> **Objective**: In the interview on sports franchise investing, what level of conviction does Dhruv Maniktala say his firm likes to reach before investing?

> **Selection**:
— begin —
Robert Morier: All right, let's go to the other end of the spectrum, sports franchises. It seems like every other article that I read these days is about the value of sports franchises, the interest from both retail and institutional investors with sports and sports franchises. You happen to reside in the most highly valued sports franchise in the world, I think, which is the Dallas Cowboys. So when you think about sports and sports investing, how would you approach an asset class like that, if at all? And why or why not?
Dhruv Maniktala: From our standpoint, I think it definitely has a lot of tailwinds and some groups have done an amazing job in sort of building franchises that way. I think again, you bring it down to cash flow and bring it down to what you're actually getting from these. So there are some aspects of cash flow generation that may not look as attractive. I think there's the valuation of a franchise, but your exit opportunity becomes really someone else paying more for it at some point in time. As opposed to getting your valuation back through cash flows in most instances. So it's one of those things that sits in the middle for us where we have not made an investment there. And I'd say so far we've been wrong, but it's not because we don't like it. I think we like to get to, you know, 90, 95%, hopefully level of conviction or a threshold which we've not reached. Candidly in some of the things we've looked at, Robert. But there are groups, right? Like KKR that owns the big sports franchise, private market ecosystem. I think they've done a great job. Blackstone's done a great job. They own the biggest, largest cricket IPL team in India, which I think is a smart move. Just given the eyeballs, but the monetization strategy, I feel like in most of those cases, I wonder if it would actually dilute the fan experience and the pricing that may disenfranchise some of the very fans that you're marketing towards. So for example, University of Tennessee just did a private equity deal. They're going to do a mixed-use facility next to the stadium. It looks amazing on paper. They're going to build condos, et cetera. But I wonder how much that impacts the fan experience in terms of it almost always implies taking a little bit more out of the pocket of the fan in some way, shape, or form. And you're starting to see some pushback on that just within that ecosystem. So I'm trying to give you both sides of it. And so, because we don't have a clear, clear view on that.
— end —
> **Raw records**:
— begin —
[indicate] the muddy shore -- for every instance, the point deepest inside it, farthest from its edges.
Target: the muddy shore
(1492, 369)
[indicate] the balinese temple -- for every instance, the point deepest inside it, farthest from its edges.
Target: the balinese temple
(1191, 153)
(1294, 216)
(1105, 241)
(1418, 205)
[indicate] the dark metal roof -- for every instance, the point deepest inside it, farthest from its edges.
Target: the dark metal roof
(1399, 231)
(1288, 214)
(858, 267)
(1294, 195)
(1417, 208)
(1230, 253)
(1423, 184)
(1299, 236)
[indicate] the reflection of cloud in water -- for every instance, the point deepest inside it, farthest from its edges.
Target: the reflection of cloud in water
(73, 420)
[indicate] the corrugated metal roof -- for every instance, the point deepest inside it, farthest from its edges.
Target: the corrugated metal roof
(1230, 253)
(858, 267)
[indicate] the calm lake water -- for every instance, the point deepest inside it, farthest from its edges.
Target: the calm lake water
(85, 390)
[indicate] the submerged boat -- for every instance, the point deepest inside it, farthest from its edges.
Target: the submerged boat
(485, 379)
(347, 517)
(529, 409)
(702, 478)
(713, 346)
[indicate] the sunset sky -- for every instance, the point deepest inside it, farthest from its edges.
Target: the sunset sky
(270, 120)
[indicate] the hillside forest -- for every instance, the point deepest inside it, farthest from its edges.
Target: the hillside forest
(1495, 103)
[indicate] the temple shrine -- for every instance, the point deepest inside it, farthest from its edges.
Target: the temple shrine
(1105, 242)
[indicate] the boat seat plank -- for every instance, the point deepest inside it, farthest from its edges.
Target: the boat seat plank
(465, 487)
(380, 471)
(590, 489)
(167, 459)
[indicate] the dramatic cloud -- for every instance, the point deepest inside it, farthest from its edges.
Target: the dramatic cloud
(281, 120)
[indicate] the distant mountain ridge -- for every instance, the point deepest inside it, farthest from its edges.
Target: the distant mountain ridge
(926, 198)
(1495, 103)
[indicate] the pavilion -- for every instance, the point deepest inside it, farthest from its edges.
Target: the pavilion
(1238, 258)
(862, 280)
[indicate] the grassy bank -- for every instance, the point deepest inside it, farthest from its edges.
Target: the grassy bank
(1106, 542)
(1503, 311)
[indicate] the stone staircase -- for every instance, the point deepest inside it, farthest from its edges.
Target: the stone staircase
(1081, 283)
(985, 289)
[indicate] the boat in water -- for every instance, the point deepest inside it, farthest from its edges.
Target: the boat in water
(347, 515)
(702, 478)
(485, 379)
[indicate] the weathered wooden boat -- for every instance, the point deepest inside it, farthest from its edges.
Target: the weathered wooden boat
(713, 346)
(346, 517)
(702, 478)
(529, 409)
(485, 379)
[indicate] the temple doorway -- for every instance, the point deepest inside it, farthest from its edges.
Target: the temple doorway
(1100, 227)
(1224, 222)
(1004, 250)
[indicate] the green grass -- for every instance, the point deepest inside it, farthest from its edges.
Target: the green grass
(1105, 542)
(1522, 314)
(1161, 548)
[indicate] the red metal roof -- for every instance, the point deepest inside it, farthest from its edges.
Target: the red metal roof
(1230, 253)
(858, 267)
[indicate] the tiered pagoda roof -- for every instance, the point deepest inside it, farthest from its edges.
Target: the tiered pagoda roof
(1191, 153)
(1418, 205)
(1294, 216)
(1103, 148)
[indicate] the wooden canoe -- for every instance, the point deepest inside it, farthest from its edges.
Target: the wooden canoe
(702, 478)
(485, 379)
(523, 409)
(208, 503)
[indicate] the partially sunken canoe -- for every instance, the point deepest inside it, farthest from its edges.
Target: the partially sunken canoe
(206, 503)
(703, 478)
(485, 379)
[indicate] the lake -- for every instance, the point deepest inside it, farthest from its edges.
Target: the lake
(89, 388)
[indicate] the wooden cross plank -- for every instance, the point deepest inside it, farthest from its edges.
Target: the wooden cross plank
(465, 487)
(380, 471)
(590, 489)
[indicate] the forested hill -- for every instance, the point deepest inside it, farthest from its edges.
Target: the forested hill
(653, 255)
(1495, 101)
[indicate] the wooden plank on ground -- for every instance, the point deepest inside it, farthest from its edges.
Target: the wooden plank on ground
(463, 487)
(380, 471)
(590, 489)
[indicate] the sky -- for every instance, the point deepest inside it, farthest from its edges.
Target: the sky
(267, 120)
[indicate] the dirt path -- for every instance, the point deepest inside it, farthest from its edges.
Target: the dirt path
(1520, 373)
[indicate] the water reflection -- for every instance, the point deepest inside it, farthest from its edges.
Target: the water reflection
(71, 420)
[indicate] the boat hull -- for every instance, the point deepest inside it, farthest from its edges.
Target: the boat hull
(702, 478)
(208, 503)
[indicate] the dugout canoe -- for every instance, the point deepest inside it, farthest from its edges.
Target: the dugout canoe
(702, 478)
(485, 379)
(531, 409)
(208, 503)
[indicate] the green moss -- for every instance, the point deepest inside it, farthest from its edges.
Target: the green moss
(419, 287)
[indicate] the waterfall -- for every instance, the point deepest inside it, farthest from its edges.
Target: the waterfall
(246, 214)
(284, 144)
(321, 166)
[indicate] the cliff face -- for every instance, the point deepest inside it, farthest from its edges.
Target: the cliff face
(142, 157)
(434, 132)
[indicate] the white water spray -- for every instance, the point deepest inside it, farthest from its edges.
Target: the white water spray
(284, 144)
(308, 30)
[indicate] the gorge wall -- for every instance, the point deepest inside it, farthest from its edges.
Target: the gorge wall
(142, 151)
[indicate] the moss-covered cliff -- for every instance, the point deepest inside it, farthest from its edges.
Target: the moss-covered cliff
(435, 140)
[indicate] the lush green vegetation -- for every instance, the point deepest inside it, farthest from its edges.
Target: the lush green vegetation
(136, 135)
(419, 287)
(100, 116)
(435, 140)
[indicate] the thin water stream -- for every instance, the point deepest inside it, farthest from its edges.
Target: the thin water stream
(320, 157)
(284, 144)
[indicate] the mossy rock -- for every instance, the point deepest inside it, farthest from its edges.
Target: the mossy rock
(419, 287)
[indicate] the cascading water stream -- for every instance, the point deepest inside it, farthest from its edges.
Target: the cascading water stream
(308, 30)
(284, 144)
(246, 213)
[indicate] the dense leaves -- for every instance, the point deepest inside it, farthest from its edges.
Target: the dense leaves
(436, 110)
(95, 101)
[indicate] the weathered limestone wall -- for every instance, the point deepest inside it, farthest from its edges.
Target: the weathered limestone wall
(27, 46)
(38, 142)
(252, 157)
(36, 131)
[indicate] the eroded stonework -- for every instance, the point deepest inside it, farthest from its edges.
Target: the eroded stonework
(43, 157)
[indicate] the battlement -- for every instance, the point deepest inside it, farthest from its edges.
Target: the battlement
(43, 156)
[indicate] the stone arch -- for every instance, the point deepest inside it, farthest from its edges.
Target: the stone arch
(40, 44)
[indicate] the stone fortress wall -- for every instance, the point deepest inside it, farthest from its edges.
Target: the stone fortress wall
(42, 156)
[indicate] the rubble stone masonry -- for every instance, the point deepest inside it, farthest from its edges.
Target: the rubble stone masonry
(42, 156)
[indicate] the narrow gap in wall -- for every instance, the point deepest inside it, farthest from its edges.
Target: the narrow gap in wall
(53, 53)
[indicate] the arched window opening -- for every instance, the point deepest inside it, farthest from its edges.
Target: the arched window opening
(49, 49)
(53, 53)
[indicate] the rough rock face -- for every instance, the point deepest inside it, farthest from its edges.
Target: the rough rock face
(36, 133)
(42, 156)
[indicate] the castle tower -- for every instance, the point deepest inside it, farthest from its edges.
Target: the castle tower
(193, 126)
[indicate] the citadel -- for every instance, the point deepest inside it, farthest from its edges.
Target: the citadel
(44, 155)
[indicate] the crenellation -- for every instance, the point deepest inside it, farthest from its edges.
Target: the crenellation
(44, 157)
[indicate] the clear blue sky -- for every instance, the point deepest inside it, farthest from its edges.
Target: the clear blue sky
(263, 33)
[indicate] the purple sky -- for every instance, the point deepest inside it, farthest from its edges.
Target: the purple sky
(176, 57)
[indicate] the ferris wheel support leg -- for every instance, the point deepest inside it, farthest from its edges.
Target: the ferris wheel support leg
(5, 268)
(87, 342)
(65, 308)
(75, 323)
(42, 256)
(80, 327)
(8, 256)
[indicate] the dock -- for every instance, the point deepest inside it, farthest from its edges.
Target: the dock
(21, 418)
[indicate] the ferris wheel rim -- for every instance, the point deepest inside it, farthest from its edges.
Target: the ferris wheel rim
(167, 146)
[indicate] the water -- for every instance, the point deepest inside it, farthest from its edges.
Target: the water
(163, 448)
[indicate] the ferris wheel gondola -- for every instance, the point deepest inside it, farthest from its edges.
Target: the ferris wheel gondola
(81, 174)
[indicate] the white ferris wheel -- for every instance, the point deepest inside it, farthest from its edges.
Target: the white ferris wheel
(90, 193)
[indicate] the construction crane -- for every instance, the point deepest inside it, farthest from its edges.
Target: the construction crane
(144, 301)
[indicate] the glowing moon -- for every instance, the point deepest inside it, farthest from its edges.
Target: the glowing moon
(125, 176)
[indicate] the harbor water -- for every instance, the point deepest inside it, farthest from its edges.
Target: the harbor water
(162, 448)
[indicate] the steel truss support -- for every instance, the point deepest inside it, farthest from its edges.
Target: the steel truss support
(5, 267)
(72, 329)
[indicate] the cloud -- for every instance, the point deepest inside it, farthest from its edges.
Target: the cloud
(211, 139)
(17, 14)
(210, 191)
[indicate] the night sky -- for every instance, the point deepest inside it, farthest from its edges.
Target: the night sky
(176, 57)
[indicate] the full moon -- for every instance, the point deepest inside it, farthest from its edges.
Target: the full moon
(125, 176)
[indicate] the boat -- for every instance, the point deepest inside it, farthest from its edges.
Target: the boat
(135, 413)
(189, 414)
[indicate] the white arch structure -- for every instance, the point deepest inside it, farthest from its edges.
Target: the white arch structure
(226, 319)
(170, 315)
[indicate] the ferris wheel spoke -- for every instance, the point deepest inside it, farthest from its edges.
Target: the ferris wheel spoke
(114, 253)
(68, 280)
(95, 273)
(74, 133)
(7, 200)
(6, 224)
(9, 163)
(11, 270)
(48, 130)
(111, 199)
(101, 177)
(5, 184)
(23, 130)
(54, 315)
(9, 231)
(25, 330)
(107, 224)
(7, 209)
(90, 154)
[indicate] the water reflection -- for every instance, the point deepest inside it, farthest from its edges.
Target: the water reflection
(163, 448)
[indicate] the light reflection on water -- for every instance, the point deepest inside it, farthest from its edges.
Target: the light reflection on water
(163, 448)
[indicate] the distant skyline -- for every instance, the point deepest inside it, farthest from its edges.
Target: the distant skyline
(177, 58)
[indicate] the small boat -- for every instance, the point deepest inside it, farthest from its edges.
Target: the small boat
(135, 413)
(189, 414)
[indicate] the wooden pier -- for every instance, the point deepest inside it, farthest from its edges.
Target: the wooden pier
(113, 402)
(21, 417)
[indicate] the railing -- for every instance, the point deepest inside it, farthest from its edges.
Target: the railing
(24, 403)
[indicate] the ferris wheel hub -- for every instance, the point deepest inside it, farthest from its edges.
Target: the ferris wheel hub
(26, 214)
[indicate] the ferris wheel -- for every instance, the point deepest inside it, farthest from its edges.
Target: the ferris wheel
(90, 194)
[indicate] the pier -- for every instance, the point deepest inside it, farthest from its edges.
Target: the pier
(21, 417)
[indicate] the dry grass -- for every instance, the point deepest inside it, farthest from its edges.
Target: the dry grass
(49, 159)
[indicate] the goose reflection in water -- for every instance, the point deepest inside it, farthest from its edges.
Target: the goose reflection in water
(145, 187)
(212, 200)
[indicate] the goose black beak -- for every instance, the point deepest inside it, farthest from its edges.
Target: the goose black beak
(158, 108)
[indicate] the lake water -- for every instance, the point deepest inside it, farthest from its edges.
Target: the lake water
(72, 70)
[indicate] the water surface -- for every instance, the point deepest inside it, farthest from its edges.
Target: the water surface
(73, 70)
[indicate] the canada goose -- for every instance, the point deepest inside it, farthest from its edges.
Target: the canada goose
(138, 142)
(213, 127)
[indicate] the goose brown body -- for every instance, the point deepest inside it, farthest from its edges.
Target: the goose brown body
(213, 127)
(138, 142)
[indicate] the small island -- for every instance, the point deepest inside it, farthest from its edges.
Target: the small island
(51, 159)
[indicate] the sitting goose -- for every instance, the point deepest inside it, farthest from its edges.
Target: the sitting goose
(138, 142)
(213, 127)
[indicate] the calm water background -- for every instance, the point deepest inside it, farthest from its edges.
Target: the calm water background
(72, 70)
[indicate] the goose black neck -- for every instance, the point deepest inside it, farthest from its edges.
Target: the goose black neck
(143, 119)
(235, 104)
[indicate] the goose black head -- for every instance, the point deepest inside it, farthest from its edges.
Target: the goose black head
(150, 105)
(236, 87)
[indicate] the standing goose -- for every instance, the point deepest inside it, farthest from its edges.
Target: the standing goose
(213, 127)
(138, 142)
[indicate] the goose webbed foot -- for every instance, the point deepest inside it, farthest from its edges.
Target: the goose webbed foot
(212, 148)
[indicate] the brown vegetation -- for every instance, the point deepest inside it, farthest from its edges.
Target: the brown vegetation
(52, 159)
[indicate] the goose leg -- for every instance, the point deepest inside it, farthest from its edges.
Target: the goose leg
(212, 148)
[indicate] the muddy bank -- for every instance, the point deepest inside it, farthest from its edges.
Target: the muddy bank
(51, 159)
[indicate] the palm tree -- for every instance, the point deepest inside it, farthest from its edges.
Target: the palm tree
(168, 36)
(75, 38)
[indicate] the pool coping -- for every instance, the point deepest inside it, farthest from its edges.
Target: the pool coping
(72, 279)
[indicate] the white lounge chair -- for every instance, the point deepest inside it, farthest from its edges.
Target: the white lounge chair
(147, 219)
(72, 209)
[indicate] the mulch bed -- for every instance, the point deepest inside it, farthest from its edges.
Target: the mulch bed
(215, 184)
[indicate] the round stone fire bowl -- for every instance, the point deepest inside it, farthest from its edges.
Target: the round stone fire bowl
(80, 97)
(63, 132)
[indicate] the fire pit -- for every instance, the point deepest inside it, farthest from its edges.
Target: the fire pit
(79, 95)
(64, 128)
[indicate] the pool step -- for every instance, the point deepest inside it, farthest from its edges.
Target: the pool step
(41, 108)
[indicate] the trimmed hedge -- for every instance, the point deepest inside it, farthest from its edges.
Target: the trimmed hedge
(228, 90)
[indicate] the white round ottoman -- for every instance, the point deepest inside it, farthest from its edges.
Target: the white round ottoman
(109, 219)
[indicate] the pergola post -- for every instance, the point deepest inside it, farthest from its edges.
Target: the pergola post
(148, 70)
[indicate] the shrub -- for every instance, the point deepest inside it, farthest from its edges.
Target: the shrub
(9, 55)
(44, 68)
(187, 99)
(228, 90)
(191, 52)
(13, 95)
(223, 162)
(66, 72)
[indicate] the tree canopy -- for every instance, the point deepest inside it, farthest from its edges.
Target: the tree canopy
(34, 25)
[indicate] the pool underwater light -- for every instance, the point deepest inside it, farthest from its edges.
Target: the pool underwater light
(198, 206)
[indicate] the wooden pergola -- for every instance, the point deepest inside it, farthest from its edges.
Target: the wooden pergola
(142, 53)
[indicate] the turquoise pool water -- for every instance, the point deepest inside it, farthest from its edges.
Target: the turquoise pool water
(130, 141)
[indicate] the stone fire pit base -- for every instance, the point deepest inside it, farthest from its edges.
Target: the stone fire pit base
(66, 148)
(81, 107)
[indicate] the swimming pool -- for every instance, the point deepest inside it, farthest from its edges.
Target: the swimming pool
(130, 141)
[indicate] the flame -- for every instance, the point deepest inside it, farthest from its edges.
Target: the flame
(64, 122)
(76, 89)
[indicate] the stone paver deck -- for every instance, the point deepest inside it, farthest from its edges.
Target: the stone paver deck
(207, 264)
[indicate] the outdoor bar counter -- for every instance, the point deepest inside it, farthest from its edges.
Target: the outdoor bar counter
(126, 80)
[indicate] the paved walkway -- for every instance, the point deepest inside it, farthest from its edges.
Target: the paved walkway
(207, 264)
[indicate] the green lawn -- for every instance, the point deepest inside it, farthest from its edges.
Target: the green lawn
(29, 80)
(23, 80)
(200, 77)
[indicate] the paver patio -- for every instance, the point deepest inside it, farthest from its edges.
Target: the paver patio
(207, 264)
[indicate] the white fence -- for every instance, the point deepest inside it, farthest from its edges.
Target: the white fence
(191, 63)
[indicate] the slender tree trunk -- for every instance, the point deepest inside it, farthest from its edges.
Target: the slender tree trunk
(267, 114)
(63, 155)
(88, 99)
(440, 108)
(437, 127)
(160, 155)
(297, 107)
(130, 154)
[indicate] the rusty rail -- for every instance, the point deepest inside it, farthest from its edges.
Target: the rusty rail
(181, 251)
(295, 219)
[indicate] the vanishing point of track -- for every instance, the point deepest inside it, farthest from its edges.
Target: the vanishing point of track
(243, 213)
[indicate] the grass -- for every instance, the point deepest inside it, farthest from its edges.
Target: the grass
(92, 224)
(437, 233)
— end —
> **Task answer**: About 90 to 95%.